> **Exercise**
Print the stretch of the column about Mama's gifts from "Mama would smile" through "be discretely discarded.", word for word.

> **Text segment**
Don’t ask: Mama might just tell you the truth
Published 5:34 pm Friday, May 13, 2011
Sometimes people mean exactly what they say.
It took getting older or maybe it was having children that brought that home to me.
How many times did Mama say, “Don’t get me anything for Mother’s Day (my birthday, Christmas). There’s not anything that I really need or want.”
That’s what Mama said but what she meant was “Get me anything at Mabel Blecher’s store or Jackson’s Hardware that catches your eye and that they’ll gift wrap.”
So understanding the underlying meaning of “don’t get me anything,” Mama was showered with linen wall calendars that could be used as dish cloths after the year’s end, fuzzy bedroom slippers, flashlights and batteries, candy dishes, half slips, bath rags in a variety of colors, pins with Mother scrolled in colored wire, dusting powder, nylon hose and, of course, a box of perfumed stationary and yet another set of salt and pepper shakers.
Mama would smile and thank me for all the “pretties” and then try to find a use for them or a place to put them until they could be discretely discarded.
If I had known that Mama meant what she said – that she really didn’t need or want anything, I would have taken her at her word and spent time sitting at the kitchen table with her instead of wasting time picking out something she didn’t want or need at the hardware or the mercantile store.

> **Supplied information**
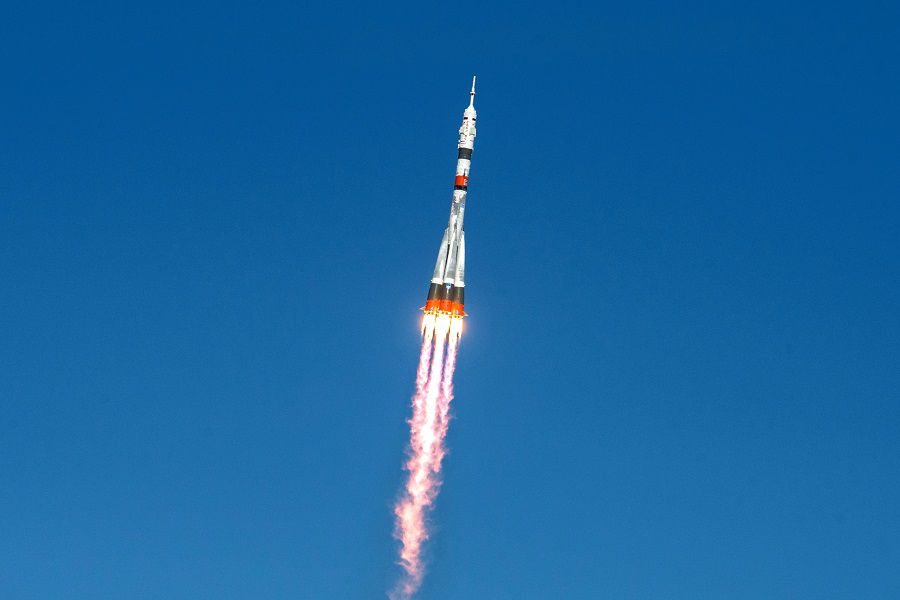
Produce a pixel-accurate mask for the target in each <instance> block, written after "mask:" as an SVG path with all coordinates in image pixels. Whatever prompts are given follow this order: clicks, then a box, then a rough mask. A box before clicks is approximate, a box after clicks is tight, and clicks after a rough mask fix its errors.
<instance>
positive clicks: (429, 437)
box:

> **Finished exercise**
Mama would smile and thank me for all the “pretties” and then try to find a use for them or a place to put them until they could be discretely discarded.